▸ **TASK REQUIREMENTS**:
Beginning with the line that holds "[trace] **green background** -> outlines", set down each line of the data below through the very last, exactly as given, and nothing beyond that.

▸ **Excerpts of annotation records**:
----
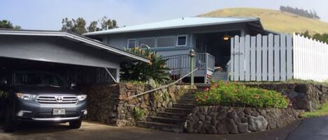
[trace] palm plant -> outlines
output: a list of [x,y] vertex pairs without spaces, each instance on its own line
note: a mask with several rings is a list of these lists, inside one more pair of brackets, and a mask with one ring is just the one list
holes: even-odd
[[125,49],[126,51],[147,57],[150,63],[135,62],[124,63],[121,65],[121,77],[123,80],[147,81],[153,79],[163,83],[170,79],[169,70],[166,65],[166,59],[157,56],[155,52],[149,48],[145,49],[136,47],[132,49]]

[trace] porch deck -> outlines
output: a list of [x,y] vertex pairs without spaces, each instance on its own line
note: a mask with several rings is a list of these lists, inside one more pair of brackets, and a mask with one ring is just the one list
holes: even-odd
[[[166,65],[171,68],[171,75],[182,77],[190,72],[190,56],[179,54],[163,57],[167,59]],[[199,68],[194,75],[204,77],[204,83],[208,82],[207,75],[212,75],[215,71],[215,57],[208,53],[197,53],[194,61],[194,68]]]

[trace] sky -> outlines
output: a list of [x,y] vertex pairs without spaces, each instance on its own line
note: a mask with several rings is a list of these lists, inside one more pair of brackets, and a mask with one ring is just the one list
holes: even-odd
[[64,17],[83,17],[87,24],[104,16],[119,26],[192,17],[227,8],[315,9],[328,22],[327,0],[0,0],[0,20],[24,29],[59,30]]

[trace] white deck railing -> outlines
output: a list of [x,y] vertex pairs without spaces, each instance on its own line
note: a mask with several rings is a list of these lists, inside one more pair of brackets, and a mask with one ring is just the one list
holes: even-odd
[[[189,54],[167,56],[163,59],[168,59],[166,65],[170,68],[172,75],[183,75],[190,72]],[[195,72],[195,76],[202,75],[203,77],[206,77],[208,70],[214,70],[215,58],[208,53],[197,53],[194,63],[194,68],[199,68],[199,70]]]

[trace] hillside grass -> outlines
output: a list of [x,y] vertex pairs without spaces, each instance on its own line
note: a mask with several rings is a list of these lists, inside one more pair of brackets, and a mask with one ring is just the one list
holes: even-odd
[[262,8],[227,8],[215,10],[201,17],[257,17],[265,29],[280,33],[311,34],[328,33],[328,23],[321,20],[301,17],[290,13]]

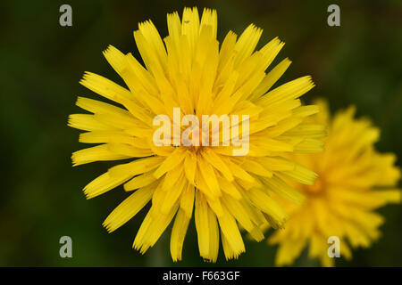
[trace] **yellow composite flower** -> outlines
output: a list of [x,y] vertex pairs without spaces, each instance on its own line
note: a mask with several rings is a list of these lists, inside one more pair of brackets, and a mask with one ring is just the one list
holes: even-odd
[[350,258],[351,248],[367,248],[381,235],[379,227],[384,221],[374,210],[401,198],[396,189],[400,170],[394,165],[395,155],[381,154],[373,146],[380,130],[367,118],[354,118],[353,106],[331,118],[327,102],[317,103],[320,113],[308,120],[327,126],[325,151],[291,158],[319,178],[313,186],[295,186],[306,196],[301,207],[281,203],[289,219],[268,240],[279,244],[277,265],[292,264],[308,245],[310,258],[332,266],[334,258],[328,256],[331,236],[339,238],[340,256]]
[[[281,177],[314,183],[315,173],[283,158],[284,153],[322,150],[324,127],[308,125],[306,129],[302,123],[318,107],[302,106],[298,99],[314,84],[310,77],[302,77],[272,89],[290,61],[265,73],[284,44],[274,38],[255,51],[262,29],[253,24],[239,37],[230,31],[220,45],[214,10],[204,10],[199,19],[197,8],[185,8],[181,20],[173,12],[167,15],[167,23],[169,36],[163,39],[150,20],[134,31],[145,66],[113,46],[104,52],[128,89],[85,73],[80,83],[114,104],[78,98],[77,105],[92,114],[71,115],[68,124],[87,131],[80,134],[80,142],[100,144],[74,152],[72,162],[136,158],[108,169],[85,186],[84,193],[90,199],[121,184],[132,191],[105,219],[108,232],[151,201],[133,243],[141,253],[155,244],[175,217],[171,254],[174,261],[180,260],[194,212],[200,256],[215,262],[221,237],[226,258],[237,258],[245,251],[239,228],[259,241],[264,239],[261,224],[281,227],[287,219],[272,193],[301,203],[302,195]],[[181,115],[199,118],[248,116],[247,154],[234,156],[239,146],[222,143],[156,145],[154,119],[161,114],[173,118],[178,107]]]

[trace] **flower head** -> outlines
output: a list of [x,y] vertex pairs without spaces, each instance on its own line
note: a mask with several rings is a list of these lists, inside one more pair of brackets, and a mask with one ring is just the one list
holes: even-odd
[[312,186],[295,186],[306,196],[301,207],[281,204],[289,219],[269,239],[271,244],[279,244],[278,265],[291,264],[307,245],[311,258],[333,265],[328,255],[330,237],[338,237],[340,256],[350,258],[350,248],[369,247],[379,238],[383,218],[374,210],[400,201],[401,192],[395,188],[400,177],[395,155],[381,154],[373,147],[380,130],[366,118],[354,118],[354,107],[331,118],[326,102],[318,104],[320,113],[309,120],[327,126],[325,151],[291,157],[319,177]]
[[[271,90],[290,61],[265,73],[284,44],[274,38],[255,51],[262,30],[254,25],[239,38],[229,32],[220,46],[214,10],[205,9],[200,20],[197,8],[185,8],[181,20],[173,12],[167,22],[163,40],[150,20],[134,32],[145,66],[113,46],[104,52],[128,89],[84,75],[84,86],[114,104],[79,97],[77,105],[92,114],[71,115],[69,126],[87,131],[80,142],[100,144],[74,152],[73,165],[135,158],[108,169],[84,192],[89,199],[121,184],[133,191],[105,219],[108,232],[151,201],[133,243],[141,253],[174,217],[171,254],[180,260],[194,215],[200,256],[216,261],[221,237],[226,258],[236,258],[245,251],[239,225],[261,240],[261,224],[285,222],[271,193],[301,202],[281,177],[314,184],[313,171],[282,157],[322,149],[323,126],[302,124],[318,108],[298,99],[314,85],[303,77]],[[204,125],[205,115],[218,128]]]

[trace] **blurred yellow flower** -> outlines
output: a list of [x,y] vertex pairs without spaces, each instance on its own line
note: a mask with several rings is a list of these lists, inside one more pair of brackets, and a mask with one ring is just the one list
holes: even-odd
[[[171,254],[174,261],[180,260],[195,205],[200,256],[216,261],[221,236],[226,258],[237,258],[245,251],[239,224],[262,240],[261,224],[268,220],[273,227],[281,227],[287,218],[269,191],[301,202],[302,196],[280,175],[314,183],[313,171],[282,158],[287,152],[322,150],[323,126],[309,125],[306,129],[302,124],[318,108],[302,106],[298,99],[314,84],[310,77],[303,77],[271,90],[290,61],[285,59],[265,73],[284,44],[274,38],[255,52],[262,30],[254,25],[239,38],[230,31],[220,46],[214,10],[205,10],[200,20],[197,8],[185,8],[181,20],[173,12],[168,14],[167,22],[169,36],[163,40],[150,20],[140,23],[134,32],[146,68],[131,53],[123,54],[113,46],[104,53],[129,89],[101,76],[85,74],[83,86],[121,106],[79,97],[77,105],[93,114],[71,115],[69,126],[88,131],[80,134],[80,142],[101,144],[74,152],[73,165],[140,158],[110,168],[89,183],[84,192],[89,199],[121,184],[126,191],[135,191],[105,219],[108,232],[152,201],[133,244],[141,253],[155,245],[175,216]],[[197,146],[181,143],[185,130],[180,127],[172,139],[179,145],[172,145],[171,138],[168,145],[156,145],[155,119],[174,121],[178,108],[179,115],[193,115],[199,120],[203,115],[247,116],[249,128],[239,132],[247,146],[246,155],[234,156],[239,146],[224,145],[223,139],[218,146],[204,143],[209,129],[208,134],[196,129],[199,137],[188,136],[201,142]],[[229,131],[231,139],[239,134],[222,123],[222,137]]]
[[[306,196],[301,207],[283,201],[289,219],[268,240],[279,245],[277,265],[292,264],[306,246],[310,258],[333,265],[334,258],[328,256],[331,236],[339,238],[340,256],[350,258],[351,248],[367,248],[380,237],[383,217],[374,210],[401,198],[395,188],[400,177],[395,155],[381,154],[373,146],[380,130],[366,118],[354,118],[354,107],[331,118],[326,102],[317,103],[320,113],[308,120],[328,126],[325,151],[291,158],[319,178],[313,186],[295,184]],[[308,128],[306,125],[305,131]]]

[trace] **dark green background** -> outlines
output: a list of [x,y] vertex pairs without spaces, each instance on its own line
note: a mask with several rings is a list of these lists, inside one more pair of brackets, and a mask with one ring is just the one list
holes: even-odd
[[[72,6],[73,26],[59,25],[59,7]],[[327,25],[327,7],[338,4],[341,27]],[[381,151],[401,158],[402,3],[394,1],[2,1],[0,69],[2,172],[0,265],[172,265],[170,228],[146,256],[131,244],[146,211],[113,234],[101,224],[126,197],[120,187],[86,200],[81,189],[111,163],[71,167],[71,153],[84,147],[67,117],[80,112],[78,95],[98,98],[79,85],[86,70],[118,83],[101,52],[112,44],[138,57],[132,31],[152,19],[167,33],[166,13],[197,4],[218,11],[218,37],[249,23],[264,28],[261,44],[279,36],[279,60],[293,63],[281,83],[312,75],[316,87],[305,100],[330,100],[332,110],[354,103],[381,128]],[[278,61],[279,61],[278,60]],[[276,62],[278,62],[278,61]],[[399,162],[400,163],[400,162]],[[383,237],[338,265],[402,265],[402,208],[381,209]],[[59,239],[73,240],[73,258],[59,256]],[[247,252],[218,265],[272,266],[275,248],[247,240]],[[181,263],[211,265],[199,257],[194,223]],[[301,257],[297,265],[316,263]]]

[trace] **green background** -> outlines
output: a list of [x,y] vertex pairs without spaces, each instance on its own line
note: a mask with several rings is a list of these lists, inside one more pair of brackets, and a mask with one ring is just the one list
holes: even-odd
[[[72,7],[72,27],[59,25],[59,7]],[[341,26],[327,25],[327,7],[340,6]],[[102,222],[127,195],[119,187],[86,200],[81,189],[113,163],[71,167],[71,153],[84,147],[67,126],[80,112],[78,95],[98,98],[79,80],[93,71],[120,84],[102,55],[109,44],[138,58],[132,31],[152,19],[163,37],[166,13],[184,6],[218,11],[218,38],[249,23],[264,28],[260,46],[274,37],[286,42],[279,60],[293,63],[281,83],[312,75],[316,84],[307,102],[324,96],[331,109],[353,103],[358,115],[381,129],[377,147],[401,158],[402,3],[394,1],[2,1],[0,4],[1,151],[0,265],[162,266],[273,265],[274,247],[247,240],[247,252],[216,265],[199,257],[194,223],[183,262],[173,264],[169,232],[145,256],[131,249],[145,210],[106,233]],[[400,161],[398,162],[400,165]],[[383,236],[369,249],[354,251],[337,265],[402,265],[402,208],[380,210]],[[72,258],[59,256],[59,239],[72,238]],[[296,265],[316,265],[306,258]]]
----
▸ **OUTPUT FOR THIS TASK**:
[trace] **green background** -> outlines
output: a list of [x,y] vertex pairs without spaces, each instance on its own line
note: a mask with several rings is a list of these lists, inside one more pair of brackets, and a mask with one ring is just the one list
holes: even-odd
[[[72,7],[72,27],[59,25],[59,7]],[[341,26],[327,25],[327,7],[340,6]],[[102,222],[127,195],[119,187],[86,200],[81,189],[113,163],[71,167],[71,153],[84,147],[67,126],[80,112],[78,95],[98,98],[79,80],[93,71],[120,84],[102,55],[109,44],[138,58],[132,31],[152,19],[163,37],[166,13],[184,6],[218,11],[218,38],[249,23],[264,28],[260,46],[274,37],[286,42],[279,60],[293,63],[281,83],[312,75],[316,84],[307,102],[324,96],[331,109],[353,103],[358,115],[381,129],[377,147],[401,158],[402,3],[394,1],[2,1],[0,4],[1,151],[0,265],[162,266],[273,265],[274,247],[247,240],[247,252],[216,265],[199,257],[194,223],[183,262],[173,264],[169,232],[145,256],[131,249],[145,210],[106,233]],[[400,161],[398,162],[400,165]],[[383,236],[369,249],[354,251],[337,265],[402,265],[402,208],[380,210]],[[72,258],[59,256],[59,239],[72,238]],[[296,265],[316,265],[306,258]]]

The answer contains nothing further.